WHAT YOU WILL DO. Turn the data from its first line up to and including the line with "[0,139,468,263]" into a numbered list, skipping blank lines. Leave the pictures out of the list.

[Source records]
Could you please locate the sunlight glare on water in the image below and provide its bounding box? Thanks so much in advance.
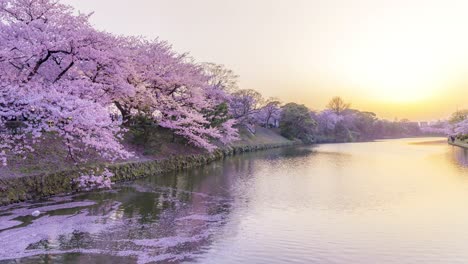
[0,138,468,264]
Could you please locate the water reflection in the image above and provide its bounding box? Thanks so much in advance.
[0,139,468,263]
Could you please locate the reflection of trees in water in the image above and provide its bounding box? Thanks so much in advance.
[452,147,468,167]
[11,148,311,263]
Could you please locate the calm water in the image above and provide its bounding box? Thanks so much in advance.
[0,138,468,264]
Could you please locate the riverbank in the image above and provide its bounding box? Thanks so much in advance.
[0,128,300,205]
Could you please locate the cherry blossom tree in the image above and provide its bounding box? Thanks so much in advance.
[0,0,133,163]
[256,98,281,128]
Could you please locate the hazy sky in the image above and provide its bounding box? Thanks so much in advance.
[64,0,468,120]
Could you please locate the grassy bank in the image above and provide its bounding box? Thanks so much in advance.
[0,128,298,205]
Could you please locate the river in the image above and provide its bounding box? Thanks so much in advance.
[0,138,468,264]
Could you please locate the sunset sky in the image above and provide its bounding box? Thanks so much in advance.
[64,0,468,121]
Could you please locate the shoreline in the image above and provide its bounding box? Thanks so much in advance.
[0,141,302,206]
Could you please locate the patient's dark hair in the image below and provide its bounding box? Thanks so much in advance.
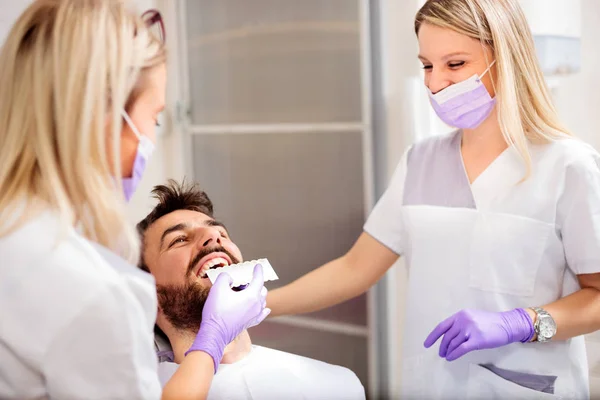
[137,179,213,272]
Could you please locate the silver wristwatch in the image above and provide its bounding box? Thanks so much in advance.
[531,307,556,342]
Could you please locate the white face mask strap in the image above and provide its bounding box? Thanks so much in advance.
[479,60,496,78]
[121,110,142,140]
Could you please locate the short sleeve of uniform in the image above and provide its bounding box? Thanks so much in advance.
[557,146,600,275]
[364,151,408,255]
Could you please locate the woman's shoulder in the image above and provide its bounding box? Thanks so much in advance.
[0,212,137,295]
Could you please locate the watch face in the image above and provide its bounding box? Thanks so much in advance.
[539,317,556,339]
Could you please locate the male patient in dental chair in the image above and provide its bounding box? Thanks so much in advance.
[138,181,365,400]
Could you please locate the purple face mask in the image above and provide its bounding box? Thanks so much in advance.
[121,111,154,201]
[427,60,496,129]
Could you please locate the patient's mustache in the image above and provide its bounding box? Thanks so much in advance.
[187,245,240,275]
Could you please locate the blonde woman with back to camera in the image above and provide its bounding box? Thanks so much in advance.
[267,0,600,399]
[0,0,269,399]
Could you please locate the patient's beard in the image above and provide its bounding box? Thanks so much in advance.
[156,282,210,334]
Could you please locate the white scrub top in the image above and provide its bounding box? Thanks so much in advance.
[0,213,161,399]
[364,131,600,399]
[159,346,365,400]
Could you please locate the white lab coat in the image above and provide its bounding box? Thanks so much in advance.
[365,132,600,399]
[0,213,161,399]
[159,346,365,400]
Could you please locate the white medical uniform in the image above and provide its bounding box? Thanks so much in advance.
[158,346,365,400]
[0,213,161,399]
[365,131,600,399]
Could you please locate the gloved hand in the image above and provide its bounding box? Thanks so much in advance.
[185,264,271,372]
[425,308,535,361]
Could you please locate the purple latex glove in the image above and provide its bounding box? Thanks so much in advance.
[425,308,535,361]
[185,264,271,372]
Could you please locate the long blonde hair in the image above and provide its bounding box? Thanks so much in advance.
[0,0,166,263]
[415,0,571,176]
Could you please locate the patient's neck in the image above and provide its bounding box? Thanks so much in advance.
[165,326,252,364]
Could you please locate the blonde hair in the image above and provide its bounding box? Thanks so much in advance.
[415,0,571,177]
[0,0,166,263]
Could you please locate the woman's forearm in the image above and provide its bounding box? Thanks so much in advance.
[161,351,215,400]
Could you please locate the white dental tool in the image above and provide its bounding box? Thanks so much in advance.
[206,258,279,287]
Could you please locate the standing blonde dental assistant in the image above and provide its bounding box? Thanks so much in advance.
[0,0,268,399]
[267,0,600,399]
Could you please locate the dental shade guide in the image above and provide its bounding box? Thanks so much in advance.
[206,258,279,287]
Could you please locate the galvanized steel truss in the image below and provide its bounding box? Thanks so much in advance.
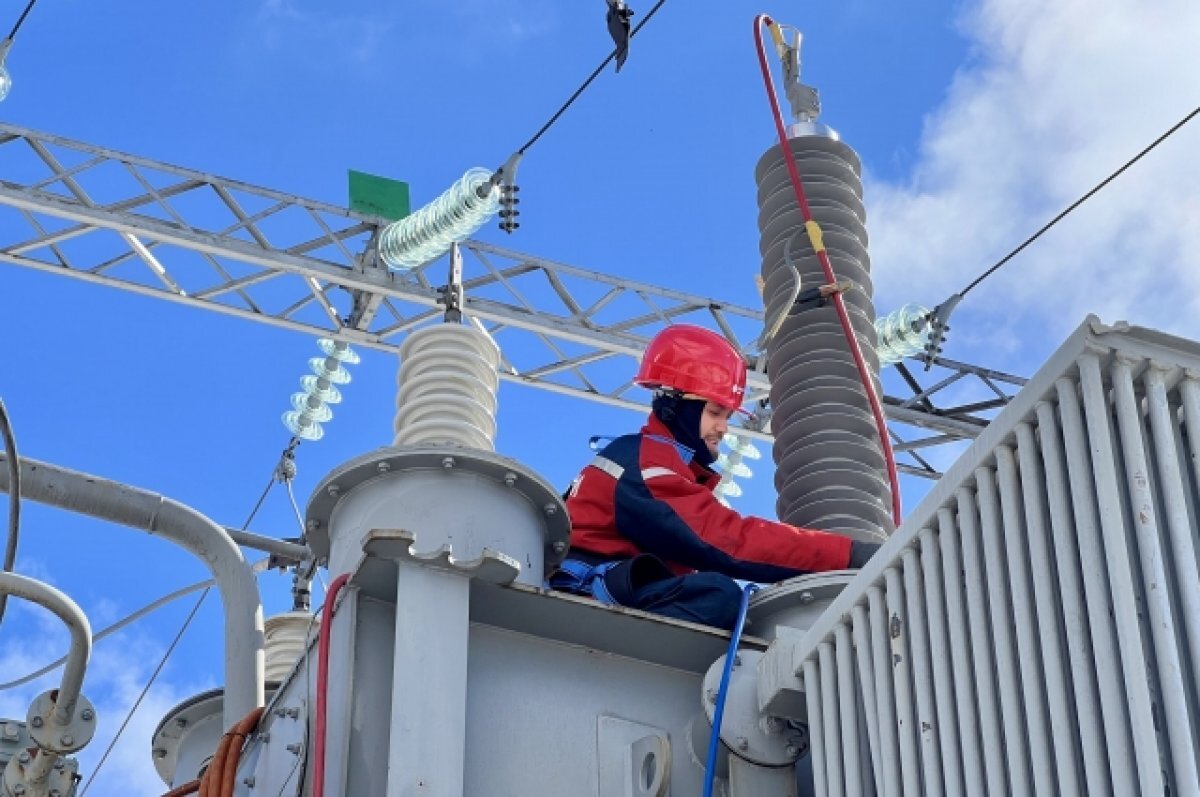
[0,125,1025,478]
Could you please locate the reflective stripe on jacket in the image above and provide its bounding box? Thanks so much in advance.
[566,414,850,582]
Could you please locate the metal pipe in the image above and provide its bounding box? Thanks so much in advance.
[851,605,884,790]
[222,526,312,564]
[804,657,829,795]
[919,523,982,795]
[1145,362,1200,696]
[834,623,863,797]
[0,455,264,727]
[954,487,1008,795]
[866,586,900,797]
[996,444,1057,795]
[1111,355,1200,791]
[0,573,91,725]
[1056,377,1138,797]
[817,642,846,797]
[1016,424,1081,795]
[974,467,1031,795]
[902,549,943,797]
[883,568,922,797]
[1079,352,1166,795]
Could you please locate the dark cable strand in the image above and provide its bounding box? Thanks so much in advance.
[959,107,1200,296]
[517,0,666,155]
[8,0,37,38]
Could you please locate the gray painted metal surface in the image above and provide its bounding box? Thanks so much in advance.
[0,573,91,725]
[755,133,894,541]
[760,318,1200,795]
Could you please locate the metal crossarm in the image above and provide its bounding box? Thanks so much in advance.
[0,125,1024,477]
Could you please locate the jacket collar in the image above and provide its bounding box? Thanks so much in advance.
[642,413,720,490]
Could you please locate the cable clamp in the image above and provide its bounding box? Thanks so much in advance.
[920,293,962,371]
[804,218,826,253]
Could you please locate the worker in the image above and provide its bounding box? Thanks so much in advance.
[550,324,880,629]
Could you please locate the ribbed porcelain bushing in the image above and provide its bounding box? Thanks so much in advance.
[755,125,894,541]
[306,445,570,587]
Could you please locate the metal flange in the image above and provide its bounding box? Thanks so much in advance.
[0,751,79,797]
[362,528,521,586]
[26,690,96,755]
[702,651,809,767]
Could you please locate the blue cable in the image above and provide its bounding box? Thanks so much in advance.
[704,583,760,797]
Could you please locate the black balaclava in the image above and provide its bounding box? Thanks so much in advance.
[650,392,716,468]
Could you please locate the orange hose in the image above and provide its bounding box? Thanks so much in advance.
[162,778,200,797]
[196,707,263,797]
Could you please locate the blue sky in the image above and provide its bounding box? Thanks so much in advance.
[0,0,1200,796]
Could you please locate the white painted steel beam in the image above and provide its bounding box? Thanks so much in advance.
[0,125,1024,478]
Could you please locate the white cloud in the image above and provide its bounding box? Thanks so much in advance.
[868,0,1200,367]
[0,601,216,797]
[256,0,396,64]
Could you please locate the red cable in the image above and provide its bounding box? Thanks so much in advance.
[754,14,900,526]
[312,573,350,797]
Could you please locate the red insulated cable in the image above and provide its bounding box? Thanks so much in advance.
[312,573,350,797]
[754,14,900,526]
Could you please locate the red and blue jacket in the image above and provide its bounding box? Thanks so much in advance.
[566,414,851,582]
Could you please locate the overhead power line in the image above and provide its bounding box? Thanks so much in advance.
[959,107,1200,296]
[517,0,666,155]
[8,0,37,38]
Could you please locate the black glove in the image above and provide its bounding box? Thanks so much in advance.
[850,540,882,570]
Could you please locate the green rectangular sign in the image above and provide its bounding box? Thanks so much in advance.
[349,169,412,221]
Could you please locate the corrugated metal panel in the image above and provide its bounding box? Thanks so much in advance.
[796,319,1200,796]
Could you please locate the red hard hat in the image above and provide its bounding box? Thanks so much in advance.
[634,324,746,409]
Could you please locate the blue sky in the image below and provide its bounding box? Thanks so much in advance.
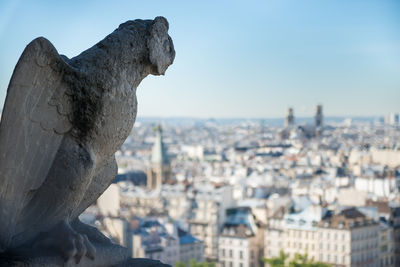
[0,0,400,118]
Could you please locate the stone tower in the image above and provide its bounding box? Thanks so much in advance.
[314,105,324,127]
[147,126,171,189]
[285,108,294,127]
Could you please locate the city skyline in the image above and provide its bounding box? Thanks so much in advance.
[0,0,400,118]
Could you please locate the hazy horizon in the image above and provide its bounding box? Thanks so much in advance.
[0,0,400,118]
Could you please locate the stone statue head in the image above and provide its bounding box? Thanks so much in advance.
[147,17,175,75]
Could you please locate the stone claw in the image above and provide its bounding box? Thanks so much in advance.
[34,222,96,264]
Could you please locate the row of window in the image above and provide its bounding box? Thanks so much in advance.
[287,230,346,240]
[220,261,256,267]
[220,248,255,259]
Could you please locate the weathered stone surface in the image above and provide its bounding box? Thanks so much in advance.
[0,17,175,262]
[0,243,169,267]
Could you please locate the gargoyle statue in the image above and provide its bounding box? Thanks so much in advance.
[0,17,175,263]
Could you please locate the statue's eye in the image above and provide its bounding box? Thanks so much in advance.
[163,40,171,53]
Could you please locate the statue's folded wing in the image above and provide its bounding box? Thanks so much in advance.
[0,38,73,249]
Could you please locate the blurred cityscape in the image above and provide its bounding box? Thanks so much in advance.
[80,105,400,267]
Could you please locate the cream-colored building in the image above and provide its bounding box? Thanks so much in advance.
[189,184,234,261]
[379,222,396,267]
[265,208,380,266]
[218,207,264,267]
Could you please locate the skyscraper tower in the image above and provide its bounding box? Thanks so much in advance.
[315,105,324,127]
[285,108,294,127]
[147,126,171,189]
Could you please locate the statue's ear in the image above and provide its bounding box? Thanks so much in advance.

RESPONSE TO THE TASK.
1. Could you please locate the sunlight glare on water in the image below and provide its bounding box? Thanks so much in advance.
2. [0,138,468,264]
3. Could you please locate the water reflection in the image above and provide its bounding box? Thanks so much in advance.
4. [0,139,468,263]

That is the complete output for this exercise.